Records to use ::
◇ ◇ ◇ ◇

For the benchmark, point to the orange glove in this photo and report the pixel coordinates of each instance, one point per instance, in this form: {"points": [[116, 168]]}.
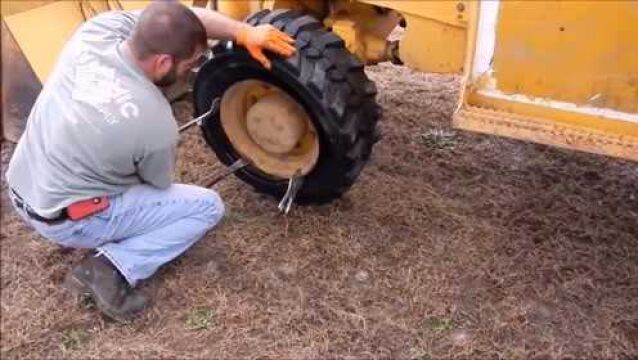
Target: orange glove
{"points": [[265, 37]]}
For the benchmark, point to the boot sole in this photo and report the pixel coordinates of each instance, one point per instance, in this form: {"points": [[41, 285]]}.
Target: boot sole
{"points": [[78, 288]]}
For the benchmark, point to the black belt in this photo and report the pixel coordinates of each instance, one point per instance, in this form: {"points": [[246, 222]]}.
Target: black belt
{"points": [[33, 215]]}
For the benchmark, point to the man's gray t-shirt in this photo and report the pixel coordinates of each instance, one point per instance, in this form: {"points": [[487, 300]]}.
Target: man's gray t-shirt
{"points": [[98, 127]]}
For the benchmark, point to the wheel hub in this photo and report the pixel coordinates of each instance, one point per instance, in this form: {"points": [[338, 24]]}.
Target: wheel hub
{"points": [[276, 124], [269, 128]]}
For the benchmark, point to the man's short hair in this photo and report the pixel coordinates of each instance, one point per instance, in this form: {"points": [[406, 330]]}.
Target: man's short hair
{"points": [[168, 27]]}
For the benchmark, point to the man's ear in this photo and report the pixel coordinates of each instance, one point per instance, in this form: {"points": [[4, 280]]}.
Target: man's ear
{"points": [[163, 64]]}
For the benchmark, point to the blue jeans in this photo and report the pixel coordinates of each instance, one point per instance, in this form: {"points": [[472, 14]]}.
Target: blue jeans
{"points": [[143, 228]]}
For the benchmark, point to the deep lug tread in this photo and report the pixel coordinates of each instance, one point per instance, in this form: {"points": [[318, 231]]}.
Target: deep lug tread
{"points": [[304, 23], [254, 19], [340, 97]]}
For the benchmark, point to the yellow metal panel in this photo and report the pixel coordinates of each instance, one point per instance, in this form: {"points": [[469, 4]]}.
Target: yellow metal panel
{"points": [[436, 38], [449, 12], [42, 32], [238, 10], [10, 7], [129, 5], [544, 130], [585, 52], [432, 47]]}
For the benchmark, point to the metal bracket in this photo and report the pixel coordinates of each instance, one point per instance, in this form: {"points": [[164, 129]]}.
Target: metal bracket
{"points": [[214, 108], [294, 185]]}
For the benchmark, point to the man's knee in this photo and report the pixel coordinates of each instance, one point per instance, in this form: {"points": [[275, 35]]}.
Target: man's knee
{"points": [[214, 207]]}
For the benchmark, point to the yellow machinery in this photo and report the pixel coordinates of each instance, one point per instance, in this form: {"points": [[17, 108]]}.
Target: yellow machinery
{"points": [[563, 73]]}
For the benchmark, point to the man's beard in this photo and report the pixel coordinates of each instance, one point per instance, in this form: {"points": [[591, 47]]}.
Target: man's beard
{"points": [[168, 79]]}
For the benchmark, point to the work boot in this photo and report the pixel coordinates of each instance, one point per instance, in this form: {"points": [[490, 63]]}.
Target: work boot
{"points": [[99, 279]]}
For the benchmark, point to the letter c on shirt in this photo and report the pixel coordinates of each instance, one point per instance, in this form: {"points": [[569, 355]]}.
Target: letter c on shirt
{"points": [[129, 109]]}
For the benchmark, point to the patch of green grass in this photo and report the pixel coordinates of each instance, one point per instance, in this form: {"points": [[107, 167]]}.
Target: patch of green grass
{"points": [[235, 216], [440, 324], [201, 319], [73, 339], [437, 139], [419, 354]]}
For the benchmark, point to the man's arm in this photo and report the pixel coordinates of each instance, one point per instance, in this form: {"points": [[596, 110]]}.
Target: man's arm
{"points": [[256, 39]]}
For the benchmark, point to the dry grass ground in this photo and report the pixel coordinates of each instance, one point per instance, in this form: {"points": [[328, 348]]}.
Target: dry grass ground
{"points": [[451, 245]]}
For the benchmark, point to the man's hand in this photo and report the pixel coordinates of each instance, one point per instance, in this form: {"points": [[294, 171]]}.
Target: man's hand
{"points": [[265, 37]]}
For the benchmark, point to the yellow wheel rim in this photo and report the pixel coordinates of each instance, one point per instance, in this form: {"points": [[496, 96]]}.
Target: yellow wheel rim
{"points": [[269, 128]]}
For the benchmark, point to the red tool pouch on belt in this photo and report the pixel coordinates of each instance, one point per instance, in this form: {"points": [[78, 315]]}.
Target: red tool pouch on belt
{"points": [[86, 208]]}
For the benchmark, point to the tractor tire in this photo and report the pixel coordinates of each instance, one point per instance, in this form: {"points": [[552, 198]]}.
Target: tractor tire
{"points": [[325, 78]]}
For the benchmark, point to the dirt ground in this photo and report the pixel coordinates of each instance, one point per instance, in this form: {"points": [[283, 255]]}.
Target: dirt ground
{"points": [[451, 245]]}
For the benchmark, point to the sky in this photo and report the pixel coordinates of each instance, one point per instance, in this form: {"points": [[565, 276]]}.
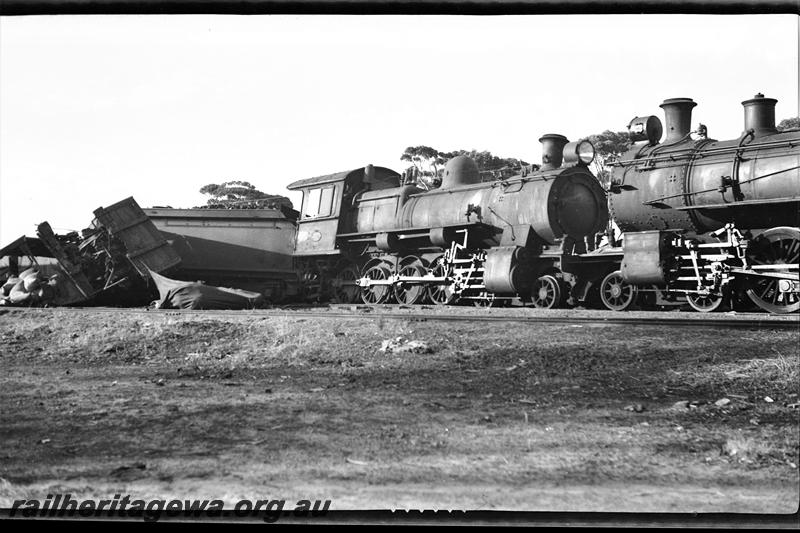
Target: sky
{"points": [[94, 109]]}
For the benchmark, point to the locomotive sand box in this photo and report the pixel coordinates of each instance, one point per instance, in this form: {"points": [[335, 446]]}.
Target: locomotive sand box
{"points": [[712, 223]]}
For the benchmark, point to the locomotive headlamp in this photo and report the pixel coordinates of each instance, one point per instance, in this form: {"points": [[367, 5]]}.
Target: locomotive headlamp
{"points": [[579, 152]]}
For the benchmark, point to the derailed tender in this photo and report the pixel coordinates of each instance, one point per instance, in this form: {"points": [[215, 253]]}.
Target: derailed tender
{"points": [[106, 263]]}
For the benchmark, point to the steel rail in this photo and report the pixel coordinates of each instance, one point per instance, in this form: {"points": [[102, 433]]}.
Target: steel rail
{"points": [[368, 312]]}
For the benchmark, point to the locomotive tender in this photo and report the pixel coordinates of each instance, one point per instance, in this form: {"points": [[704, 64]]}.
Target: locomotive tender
{"points": [[704, 219]]}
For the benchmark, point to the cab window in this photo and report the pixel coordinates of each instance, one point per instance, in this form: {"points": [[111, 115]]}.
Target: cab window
{"points": [[319, 202]]}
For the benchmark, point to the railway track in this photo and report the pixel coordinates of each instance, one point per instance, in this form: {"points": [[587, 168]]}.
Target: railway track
{"points": [[599, 318]]}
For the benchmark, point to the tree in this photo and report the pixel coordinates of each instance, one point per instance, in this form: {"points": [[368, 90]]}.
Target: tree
{"points": [[609, 146], [789, 124], [242, 195], [429, 164], [426, 162]]}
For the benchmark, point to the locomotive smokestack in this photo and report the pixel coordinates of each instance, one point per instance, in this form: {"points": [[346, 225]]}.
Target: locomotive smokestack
{"points": [[759, 115], [678, 115], [552, 150]]}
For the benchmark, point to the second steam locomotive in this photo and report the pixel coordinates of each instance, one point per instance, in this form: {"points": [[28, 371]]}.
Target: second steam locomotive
{"points": [[712, 221]]}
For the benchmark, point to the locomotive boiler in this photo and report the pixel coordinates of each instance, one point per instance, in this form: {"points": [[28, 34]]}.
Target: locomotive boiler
{"points": [[713, 220], [466, 240]]}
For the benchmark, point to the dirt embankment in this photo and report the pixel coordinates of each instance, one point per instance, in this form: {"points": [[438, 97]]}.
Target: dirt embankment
{"points": [[539, 417]]}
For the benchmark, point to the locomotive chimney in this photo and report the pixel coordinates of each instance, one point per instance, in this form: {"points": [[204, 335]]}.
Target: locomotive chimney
{"points": [[552, 150], [759, 115], [678, 115]]}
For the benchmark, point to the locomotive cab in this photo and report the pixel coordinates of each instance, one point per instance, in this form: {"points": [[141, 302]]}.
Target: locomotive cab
{"points": [[327, 208]]}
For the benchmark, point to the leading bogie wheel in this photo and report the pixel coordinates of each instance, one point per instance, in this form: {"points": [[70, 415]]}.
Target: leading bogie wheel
{"points": [[616, 293], [776, 246], [311, 283]]}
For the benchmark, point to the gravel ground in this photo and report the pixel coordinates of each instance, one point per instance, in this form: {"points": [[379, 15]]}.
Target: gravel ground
{"points": [[591, 417]]}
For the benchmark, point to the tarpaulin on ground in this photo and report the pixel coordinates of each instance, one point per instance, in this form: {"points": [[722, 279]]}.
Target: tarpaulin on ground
{"points": [[176, 294]]}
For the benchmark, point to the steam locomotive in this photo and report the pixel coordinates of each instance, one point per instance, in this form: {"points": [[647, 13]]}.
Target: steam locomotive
{"points": [[712, 221]]}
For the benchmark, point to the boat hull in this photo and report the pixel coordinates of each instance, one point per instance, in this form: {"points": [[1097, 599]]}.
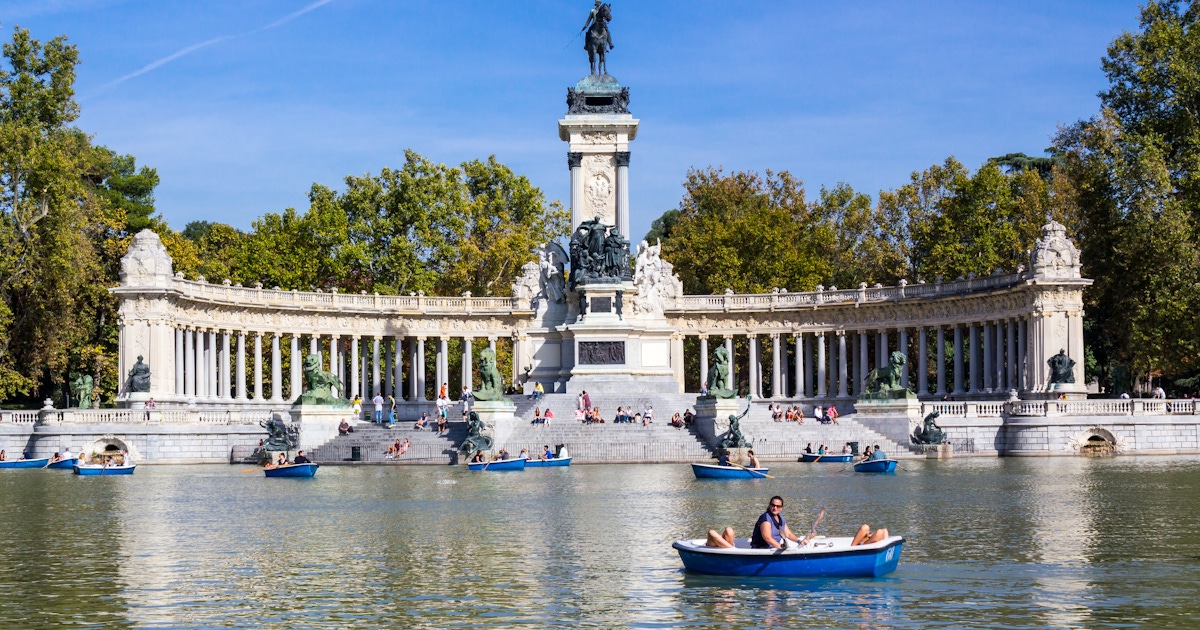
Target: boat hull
{"points": [[827, 459], [95, 469], [547, 463], [708, 471], [877, 466], [499, 467], [822, 558], [25, 463], [293, 471]]}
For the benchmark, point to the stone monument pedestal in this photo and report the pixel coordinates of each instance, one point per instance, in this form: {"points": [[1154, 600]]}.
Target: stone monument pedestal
{"points": [[499, 418], [318, 423], [895, 418], [713, 418]]}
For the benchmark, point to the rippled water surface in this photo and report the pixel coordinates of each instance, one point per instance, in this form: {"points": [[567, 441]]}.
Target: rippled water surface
{"points": [[1060, 543]]}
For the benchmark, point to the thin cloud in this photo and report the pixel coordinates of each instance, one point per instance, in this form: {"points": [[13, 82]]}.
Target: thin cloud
{"points": [[195, 47]]}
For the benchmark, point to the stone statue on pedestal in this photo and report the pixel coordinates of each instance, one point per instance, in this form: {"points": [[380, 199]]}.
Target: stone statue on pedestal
{"points": [[82, 385], [318, 384], [1062, 369], [139, 378], [599, 40], [719, 375]]}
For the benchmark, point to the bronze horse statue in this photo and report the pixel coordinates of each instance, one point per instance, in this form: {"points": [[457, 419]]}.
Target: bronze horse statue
{"points": [[599, 40]]}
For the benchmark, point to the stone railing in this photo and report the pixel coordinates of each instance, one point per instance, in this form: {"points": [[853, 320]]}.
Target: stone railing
{"points": [[351, 301], [863, 294], [142, 417], [1053, 408]]}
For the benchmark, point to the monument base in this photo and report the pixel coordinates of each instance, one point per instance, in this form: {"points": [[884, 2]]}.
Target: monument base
{"points": [[895, 419], [713, 418], [498, 418], [318, 423]]}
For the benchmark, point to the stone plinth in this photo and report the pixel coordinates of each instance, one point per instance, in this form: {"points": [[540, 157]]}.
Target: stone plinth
{"points": [[318, 423], [895, 419], [713, 418], [499, 419]]}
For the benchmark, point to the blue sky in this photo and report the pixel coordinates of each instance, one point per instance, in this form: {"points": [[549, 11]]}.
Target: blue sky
{"points": [[241, 106]]}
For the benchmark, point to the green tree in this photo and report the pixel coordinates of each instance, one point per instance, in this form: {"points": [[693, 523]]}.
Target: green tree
{"points": [[748, 233]]}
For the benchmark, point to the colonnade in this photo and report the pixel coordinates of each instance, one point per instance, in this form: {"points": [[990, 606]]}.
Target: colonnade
{"points": [[985, 357], [211, 365]]}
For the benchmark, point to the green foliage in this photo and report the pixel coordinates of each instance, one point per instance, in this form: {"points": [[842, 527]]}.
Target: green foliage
{"points": [[747, 233]]}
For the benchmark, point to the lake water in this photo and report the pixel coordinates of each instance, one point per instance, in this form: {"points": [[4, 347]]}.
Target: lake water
{"points": [[1011, 543]]}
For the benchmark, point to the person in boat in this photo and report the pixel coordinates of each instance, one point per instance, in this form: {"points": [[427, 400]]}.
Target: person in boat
{"points": [[769, 532]]}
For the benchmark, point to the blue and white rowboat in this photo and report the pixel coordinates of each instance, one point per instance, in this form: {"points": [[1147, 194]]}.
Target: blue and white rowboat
{"points": [[823, 557], [827, 459], [25, 463], [95, 469], [293, 469], [712, 471], [499, 466], [547, 463], [876, 466]]}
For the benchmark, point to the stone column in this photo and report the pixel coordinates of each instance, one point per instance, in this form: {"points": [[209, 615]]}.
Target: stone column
{"points": [[258, 366], [798, 345], [190, 363], [276, 370], [241, 365], [419, 370], [941, 361], [355, 366], [201, 366], [226, 382], [1023, 370], [623, 193], [753, 379], [180, 358], [821, 364], [731, 378], [958, 360], [575, 162], [443, 365], [467, 360], [973, 335], [375, 366], [397, 371], [1011, 354], [810, 366], [843, 367], [864, 360], [413, 369], [989, 384], [777, 391], [923, 361], [295, 384]]}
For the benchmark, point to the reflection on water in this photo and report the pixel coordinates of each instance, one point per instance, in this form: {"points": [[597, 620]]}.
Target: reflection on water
{"points": [[1062, 543]]}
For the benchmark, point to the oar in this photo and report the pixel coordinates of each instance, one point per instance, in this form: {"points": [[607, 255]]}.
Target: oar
{"points": [[753, 471]]}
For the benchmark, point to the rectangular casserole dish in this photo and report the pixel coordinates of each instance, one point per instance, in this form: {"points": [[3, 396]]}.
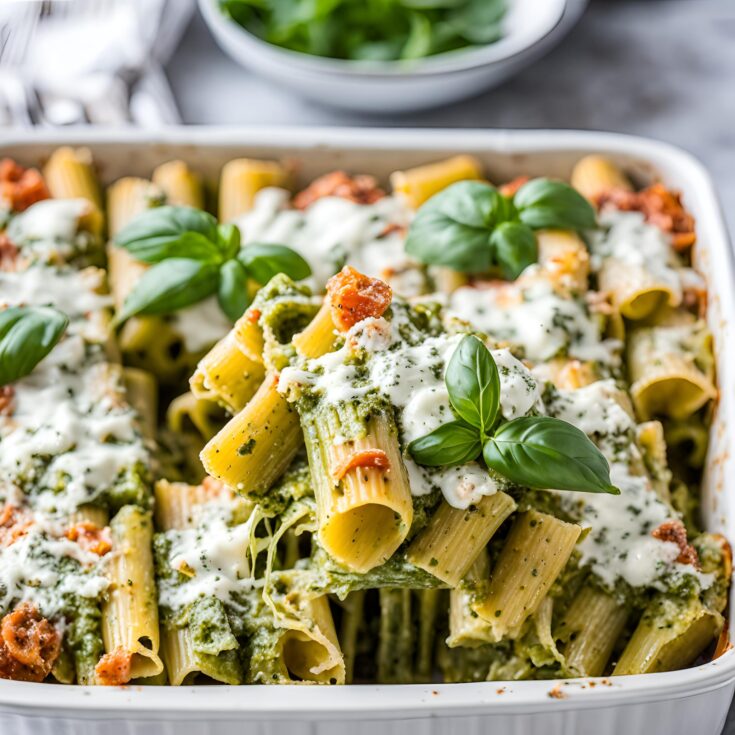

◇ ◇ ◇ ◇

Exercise goal :: Pick out every line in the rows above that contains the string "tractor", treating uppercase and lowercase as distinct, and copy each such line in full.

Task solution ::
For the benchmark, point to the tractor tire in this photo and report the pixel coordinates of each instance, one point per instance, in this form: {"points": [[552, 198]]}.
Target: tractor tire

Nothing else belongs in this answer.